• **TEXT SECTION**:
-------
In order to prevent reliance on feedback and to optimize learning, we made use of a fading feedback schedule (Winstein and Schmidt, 1990; Kovacs and Shea, 2011, Figure 3B). The feedback schedule was identical to the one used in Pauwels et al. (2014). For a more detailed description of the fading feedback schedule, see Supplementary Material. In order to see how performance without visual guidance evolved in both practice groups, i.e., where the subjects had to produce movements primarily based on an internal representation of the movement pattern instead of having the opportunity to make online corrections based on external visual information, only trials without concurrent visual feedback (65% of 432 trials), i.e., atFB and NFB, were used for analyses of acquisition phase data. For baseline and retention tests, only NFB trials were presented to subjects in order to prevent learning during these tests from online visual feedback or after trial feedback.

Baseline

To assess baseline performance, i.e., without prior practice of the to-be-trained trial types, subjects had to perform 12 NFB trials, i.e., two trials per trial type. Frequency ratios during baseline were presented in a blocked manner; however, this was counterbalanced across subjects (cfr. six different practice orders used in acquisition phase).

Acquisition Phase

The acquisition phase took three training days within 1 week. Subjects in the blocked condition learned one frequency ratio per day. In this condition, the order of the learned frequency ratios was counterbalanced over practice days following 1 of 6 practice orders on day 1, 2, and 3, respectively: practice order 1. 1:1, 2:3, and 1:2; practice order 2. 1:2, 2:3, and 1:1; practice order 3. 2:3, 1:1, and 1:2; practice order 4. 1:2, 1:1, and 2:3; practice order 5. 2:3, 1:2, and 1:1; practice order 6. 1:1, 1:2, and 2:3. There were four subjects of YA-blocked for each practice order, except for the first practice order, in which there were five subjects of YA-blocked. With respect to OA-blocked, there were four subjects for each practice order, except for practice order 1 and 6, in which there were 5 and 3 subjects of OA-blocked, respectively. Within each practice day, each frequency ratio was first learned in the CW (blocks 1–3) direction before learning the CCW (blocks 4–6) coordination direction. Subjects in the random condition were exposed to all six trial types following a randomized order during every block, i.e., four trials per trial type in each block, of each practice day. The number of practice trials for every trial type was equal for both CI conditions. At the end of practice, a total of 432 trials were completed, of which 150 cFB trials and 282 trials without concurrent FB (132 trials atFB and 150 trials NFB). For each trial type, a total of 72 trials were practiced with 25 trials with and 47 trials without concurrent FB (22 trials atFB and 25 trials NFB). Approximately, 45 min were needed to finish six practice blocks (one practice day). For an overview of the acquisition phase, see Figure 3B.
-------
• **SUPPLIED DATA**:
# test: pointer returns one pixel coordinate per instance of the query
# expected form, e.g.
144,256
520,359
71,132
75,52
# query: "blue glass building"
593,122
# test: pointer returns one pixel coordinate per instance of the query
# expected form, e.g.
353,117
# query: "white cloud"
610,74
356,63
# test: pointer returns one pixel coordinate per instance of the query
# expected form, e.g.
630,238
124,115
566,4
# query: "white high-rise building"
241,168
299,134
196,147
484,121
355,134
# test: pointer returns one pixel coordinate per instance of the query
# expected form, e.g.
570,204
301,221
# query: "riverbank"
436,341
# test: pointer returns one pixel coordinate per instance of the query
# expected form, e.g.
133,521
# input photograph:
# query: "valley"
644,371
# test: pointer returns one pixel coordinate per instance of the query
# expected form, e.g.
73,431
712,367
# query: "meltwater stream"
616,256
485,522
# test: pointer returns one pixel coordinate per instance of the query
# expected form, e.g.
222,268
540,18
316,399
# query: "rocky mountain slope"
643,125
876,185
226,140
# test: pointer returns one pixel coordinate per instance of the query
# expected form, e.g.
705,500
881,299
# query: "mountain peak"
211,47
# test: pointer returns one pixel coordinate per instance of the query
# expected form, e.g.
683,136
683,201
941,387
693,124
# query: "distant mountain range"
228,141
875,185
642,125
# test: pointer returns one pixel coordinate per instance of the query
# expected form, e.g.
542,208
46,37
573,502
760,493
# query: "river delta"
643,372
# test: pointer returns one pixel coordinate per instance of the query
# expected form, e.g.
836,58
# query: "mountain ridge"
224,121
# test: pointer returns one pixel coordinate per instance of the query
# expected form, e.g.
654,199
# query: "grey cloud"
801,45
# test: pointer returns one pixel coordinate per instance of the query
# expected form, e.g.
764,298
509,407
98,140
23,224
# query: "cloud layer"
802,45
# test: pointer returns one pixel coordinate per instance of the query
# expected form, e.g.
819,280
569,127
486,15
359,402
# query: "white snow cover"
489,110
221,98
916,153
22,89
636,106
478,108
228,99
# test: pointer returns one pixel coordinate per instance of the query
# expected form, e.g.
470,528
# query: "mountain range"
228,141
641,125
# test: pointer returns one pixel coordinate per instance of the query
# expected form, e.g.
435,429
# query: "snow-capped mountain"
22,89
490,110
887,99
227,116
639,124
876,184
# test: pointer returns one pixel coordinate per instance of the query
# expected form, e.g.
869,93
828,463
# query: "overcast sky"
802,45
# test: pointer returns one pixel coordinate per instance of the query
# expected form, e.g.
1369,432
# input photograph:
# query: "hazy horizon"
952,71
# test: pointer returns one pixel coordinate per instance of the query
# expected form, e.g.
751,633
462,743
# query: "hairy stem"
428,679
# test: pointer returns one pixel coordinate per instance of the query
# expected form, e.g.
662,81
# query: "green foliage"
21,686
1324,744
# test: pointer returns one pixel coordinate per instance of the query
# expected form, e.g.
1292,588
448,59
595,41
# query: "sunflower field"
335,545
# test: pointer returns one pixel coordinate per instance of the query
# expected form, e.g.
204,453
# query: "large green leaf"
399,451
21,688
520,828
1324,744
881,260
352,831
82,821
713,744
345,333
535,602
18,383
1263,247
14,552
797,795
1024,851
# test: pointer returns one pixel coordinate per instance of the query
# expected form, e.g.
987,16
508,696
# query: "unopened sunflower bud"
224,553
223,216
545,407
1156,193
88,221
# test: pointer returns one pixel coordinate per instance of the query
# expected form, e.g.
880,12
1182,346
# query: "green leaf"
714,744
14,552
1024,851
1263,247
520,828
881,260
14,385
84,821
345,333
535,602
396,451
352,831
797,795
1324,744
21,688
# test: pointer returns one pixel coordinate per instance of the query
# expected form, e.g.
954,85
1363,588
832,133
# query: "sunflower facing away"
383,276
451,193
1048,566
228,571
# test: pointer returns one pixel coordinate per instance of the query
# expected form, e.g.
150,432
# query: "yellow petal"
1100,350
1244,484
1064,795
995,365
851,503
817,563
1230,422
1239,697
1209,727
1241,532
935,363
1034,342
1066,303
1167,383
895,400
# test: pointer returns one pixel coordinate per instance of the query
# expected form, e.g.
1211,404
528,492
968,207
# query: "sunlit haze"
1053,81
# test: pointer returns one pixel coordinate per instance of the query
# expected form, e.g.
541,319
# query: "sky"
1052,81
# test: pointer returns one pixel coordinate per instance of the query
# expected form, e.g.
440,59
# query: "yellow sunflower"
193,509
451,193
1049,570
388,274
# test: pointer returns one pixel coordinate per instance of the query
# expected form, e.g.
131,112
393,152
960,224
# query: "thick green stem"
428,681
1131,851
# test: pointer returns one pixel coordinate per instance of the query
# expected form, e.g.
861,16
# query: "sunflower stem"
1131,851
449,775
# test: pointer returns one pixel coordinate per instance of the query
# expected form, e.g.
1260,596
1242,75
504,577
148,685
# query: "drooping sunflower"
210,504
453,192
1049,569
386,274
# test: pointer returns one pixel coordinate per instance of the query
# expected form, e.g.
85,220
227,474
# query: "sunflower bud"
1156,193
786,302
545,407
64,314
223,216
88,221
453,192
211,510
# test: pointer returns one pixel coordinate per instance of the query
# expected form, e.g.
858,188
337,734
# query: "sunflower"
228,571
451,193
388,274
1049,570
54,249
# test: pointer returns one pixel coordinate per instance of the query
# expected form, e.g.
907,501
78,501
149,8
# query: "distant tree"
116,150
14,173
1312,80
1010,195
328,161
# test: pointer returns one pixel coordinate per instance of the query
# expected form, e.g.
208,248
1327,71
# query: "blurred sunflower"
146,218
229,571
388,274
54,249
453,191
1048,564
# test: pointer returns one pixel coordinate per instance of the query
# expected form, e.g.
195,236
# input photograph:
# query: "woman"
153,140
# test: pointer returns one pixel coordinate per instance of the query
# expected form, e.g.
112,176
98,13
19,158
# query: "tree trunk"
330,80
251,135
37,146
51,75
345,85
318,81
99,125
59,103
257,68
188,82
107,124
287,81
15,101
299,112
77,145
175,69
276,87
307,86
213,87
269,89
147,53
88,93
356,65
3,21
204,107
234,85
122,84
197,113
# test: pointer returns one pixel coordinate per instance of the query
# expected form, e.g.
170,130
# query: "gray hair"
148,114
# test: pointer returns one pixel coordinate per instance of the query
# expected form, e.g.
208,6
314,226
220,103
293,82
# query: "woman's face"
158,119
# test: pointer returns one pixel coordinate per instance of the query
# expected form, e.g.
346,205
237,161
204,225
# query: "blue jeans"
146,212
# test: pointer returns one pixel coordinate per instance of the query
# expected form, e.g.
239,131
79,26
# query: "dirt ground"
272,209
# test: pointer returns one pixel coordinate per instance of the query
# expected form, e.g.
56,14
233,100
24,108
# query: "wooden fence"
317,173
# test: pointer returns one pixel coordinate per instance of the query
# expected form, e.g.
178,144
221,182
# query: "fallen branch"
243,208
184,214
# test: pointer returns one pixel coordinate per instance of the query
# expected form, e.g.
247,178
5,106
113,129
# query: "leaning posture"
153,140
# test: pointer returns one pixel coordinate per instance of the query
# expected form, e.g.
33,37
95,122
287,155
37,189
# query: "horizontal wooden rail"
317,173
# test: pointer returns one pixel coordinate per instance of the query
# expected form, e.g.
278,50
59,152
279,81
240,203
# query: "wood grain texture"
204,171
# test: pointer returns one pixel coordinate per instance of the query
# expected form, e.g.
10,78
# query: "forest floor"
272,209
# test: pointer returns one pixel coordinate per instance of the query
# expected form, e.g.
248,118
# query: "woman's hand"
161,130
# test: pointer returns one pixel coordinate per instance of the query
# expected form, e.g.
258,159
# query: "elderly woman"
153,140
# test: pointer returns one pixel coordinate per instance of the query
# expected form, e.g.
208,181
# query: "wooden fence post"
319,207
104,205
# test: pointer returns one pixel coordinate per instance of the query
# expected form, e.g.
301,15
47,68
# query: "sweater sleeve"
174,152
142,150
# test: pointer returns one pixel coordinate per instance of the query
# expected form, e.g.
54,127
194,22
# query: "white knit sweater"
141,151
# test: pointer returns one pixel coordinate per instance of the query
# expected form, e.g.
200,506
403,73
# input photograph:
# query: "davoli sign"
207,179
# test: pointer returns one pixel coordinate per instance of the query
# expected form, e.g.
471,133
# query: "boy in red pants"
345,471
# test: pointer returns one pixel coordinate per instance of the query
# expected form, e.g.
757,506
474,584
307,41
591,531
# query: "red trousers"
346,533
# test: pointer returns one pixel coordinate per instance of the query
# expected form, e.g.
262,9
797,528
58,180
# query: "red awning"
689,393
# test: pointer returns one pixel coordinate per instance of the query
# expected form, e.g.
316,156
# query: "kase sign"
-------
• **TASK INSTRUCTIONS**:
- a) In the methods text on motor practice, how many trials had a subject completed by the end of practice?
- b) List every frequency ratio that the methods text on motor practice names.
- c) Please carry on the methods text on motor practice from its final sentence.

• **TASK RESULTS**:
- a) 432 trials

- b) 1:1, 2:3, 1:2

- c)
Immediate Retention (IR)

Immediately (5 min) after the acquisition phase (last day of practice), subjects were involved in an immediate retention (IR) test to assess the practiced frequency ratios. Two retention schedules, i.e., blocked IR (IR-B) and a randomized IR (IR-R), were used in order to ensure acquisition-retention compatibility was similar for both CI conditions. Both the IR-B and IR-R consisted of 24 NFB trials, i.e., four trials per trial type. First, IR-B was administered in order to avoid learning from randomized practice in the blocked practice groups. The order in which frequency ratios appeared was counterbalanced according to 1 of the 6 practice orders mentioned above. Then (following 1 min of rest), IR-R was conducted in which all learned coordination patterns were presented randomly. Both IR-B and IR-R took 6 min to complete.

Delayed Retention (DR)

A delayed retention (DR) test, which also consisted of a blocked DR (DR-B) and a randomized DR (DR-R), was conducted 7 days after the last day of practice. The two DR tests were exactly the same as the IR tests.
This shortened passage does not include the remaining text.